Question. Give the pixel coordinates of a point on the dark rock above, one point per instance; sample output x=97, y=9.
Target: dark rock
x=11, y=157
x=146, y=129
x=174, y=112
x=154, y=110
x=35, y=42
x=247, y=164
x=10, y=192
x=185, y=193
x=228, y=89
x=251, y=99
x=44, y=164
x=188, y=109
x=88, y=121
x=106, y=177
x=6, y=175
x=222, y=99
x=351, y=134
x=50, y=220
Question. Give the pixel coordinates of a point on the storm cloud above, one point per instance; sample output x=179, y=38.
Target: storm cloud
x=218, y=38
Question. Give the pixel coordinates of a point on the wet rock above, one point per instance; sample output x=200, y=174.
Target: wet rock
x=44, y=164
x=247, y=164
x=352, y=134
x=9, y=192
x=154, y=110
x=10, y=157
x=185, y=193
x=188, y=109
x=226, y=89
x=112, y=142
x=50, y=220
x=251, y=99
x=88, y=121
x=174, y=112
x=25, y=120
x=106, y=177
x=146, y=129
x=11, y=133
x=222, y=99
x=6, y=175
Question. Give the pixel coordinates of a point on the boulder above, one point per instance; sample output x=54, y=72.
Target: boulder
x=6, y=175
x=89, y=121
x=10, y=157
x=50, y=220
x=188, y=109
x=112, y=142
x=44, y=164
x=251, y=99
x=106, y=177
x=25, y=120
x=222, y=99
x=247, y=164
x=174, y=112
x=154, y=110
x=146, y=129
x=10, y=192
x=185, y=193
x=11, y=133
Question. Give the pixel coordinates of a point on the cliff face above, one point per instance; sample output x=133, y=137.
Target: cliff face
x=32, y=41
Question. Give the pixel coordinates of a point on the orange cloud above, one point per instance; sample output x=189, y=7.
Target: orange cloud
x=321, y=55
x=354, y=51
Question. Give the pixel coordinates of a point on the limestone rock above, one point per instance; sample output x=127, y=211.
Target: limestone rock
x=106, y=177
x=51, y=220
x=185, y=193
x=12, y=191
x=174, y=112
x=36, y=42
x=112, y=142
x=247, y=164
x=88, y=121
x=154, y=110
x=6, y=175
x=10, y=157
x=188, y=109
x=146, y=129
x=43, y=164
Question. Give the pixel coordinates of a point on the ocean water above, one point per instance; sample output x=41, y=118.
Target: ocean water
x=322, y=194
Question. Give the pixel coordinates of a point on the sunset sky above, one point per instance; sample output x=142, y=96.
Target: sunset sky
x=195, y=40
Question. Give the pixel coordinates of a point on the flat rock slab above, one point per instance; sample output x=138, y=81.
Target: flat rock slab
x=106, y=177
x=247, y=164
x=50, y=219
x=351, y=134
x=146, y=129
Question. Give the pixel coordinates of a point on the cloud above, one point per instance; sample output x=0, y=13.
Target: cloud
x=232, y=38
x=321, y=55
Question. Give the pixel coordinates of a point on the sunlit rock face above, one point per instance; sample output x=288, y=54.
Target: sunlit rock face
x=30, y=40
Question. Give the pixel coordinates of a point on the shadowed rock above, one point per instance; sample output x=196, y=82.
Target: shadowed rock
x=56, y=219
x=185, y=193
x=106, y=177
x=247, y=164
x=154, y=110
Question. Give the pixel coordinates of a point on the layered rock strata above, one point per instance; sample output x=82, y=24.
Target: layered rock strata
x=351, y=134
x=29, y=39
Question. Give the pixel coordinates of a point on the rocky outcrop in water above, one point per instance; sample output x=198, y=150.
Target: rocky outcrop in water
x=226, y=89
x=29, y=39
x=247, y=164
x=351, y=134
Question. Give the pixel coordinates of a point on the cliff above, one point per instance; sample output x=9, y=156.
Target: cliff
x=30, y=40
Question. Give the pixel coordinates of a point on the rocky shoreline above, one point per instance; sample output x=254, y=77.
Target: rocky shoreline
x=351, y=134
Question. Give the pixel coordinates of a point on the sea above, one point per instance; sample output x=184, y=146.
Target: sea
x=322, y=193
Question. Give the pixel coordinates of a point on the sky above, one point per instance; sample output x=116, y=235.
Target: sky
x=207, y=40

# [Task directions]
Every record is to be retyped exactly as given.

# [Solution to this problem]
Question. Give the pixel coordinates of a point on the dark rock above, one point per instance; sample output x=97, y=9.
Target: dark rock
x=11, y=157
x=146, y=129
x=174, y=112
x=154, y=110
x=35, y=42
x=247, y=164
x=10, y=192
x=185, y=193
x=228, y=89
x=251, y=99
x=44, y=164
x=188, y=109
x=88, y=121
x=106, y=177
x=6, y=175
x=222, y=99
x=351, y=134
x=50, y=220
Question. Give the pixel coordinates of a point on the storm cloud above, one point per instance; sample output x=179, y=38.
Target: storm cloud
x=218, y=38
Question. Give the pixel coordinates of a point on the wet rock above, one point per instance; sample output x=200, y=174.
Target: wet rock
x=44, y=164
x=247, y=164
x=352, y=134
x=9, y=192
x=154, y=110
x=10, y=157
x=185, y=193
x=188, y=109
x=226, y=89
x=112, y=142
x=50, y=220
x=251, y=99
x=88, y=121
x=174, y=112
x=25, y=120
x=106, y=177
x=146, y=129
x=11, y=133
x=222, y=99
x=6, y=175
Question. Give the pixel coordinates of a point on the boulder above, one point per instance; sample output x=54, y=72.
Target: boulder
x=6, y=175
x=89, y=121
x=10, y=157
x=50, y=220
x=188, y=109
x=112, y=142
x=44, y=164
x=251, y=99
x=106, y=177
x=25, y=120
x=222, y=99
x=247, y=164
x=174, y=112
x=154, y=110
x=146, y=129
x=10, y=192
x=185, y=193
x=11, y=133
Question. Give the pixel coordinates of a point on the cliff face above, one point per instance; sample output x=133, y=137.
Target: cliff face
x=32, y=41
Question. Give the pixel coordinates of a point on the orange cloud above, one point per instance; sample output x=189, y=7.
Target: orange cloud
x=321, y=55
x=354, y=51
Question. Give the pixel coordinates of a point on the limestone rock above, one point per instance; sample output x=127, y=211.
Target: limestone rock
x=106, y=177
x=51, y=220
x=185, y=193
x=12, y=191
x=174, y=112
x=36, y=42
x=112, y=142
x=247, y=164
x=88, y=121
x=154, y=110
x=6, y=175
x=10, y=157
x=188, y=109
x=146, y=129
x=43, y=164
Question. Give the pixel coordinates of a point on the ocean water above, one point per instance; sample output x=41, y=118.
Target: ocean water
x=322, y=194
Question. Give the pixel coordinates of a point on the sunset sky above, one point per instance; sample output x=142, y=96.
Target: sunset sky
x=195, y=40
Question. Give the pixel coordinates of a point on the flat rock slab above, one point per instance; sample output x=138, y=81.
Target: flat rock slab
x=106, y=177
x=247, y=164
x=50, y=219
x=351, y=134
x=146, y=129
Question. Give the pixel coordinates of a point on the cloud above, one point per instance; sample output x=0, y=13.
Target: cloud
x=232, y=38
x=321, y=55
Question. Give the pixel coordinates of a point on the sunlit rock face above, one point per instance; sample output x=288, y=54.
Target: sunlit rock face
x=30, y=40
Question. Give the pixel coordinates of a point on the shadowed rock above, one point per instance; sample output x=196, y=82.
Target: shadowed rock
x=56, y=219
x=185, y=193
x=106, y=177
x=247, y=164
x=154, y=110
Question. Give the pixel coordinates of a point on the layered rock strata above, one point per instance; sample output x=82, y=24.
Target: layered rock strata
x=351, y=134
x=29, y=39
Question. Give the pixel coordinates of a point on the rocky outcrop in water above, one point per instance; sample output x=198, y=150.
Target: rocky outcrop in water
x=226, y=89
x=29, y=39
x=247, y=164
x=351, y=134
Question. Give the pixel coordinates of a point on the cliff above, one point per instance; sample output x=9, y=156.
Target: cliff
x=30, y=40
Question. Give the pixel coordinates of a point on the rocky shoreline above, one point per instance; sample output x=254, y=77.
Target: rocky shoreline
x=351, y=134
Question. Give the pixel coordinates of a point on the sea above, one point per instance; sample output x=184, y=146.
Target: sea
x=322, y=193
Question. Give the pixel coordinates of a point on the sky above, one point per instance; sample output x=116, y=235.
Target: sky
x=207, y=40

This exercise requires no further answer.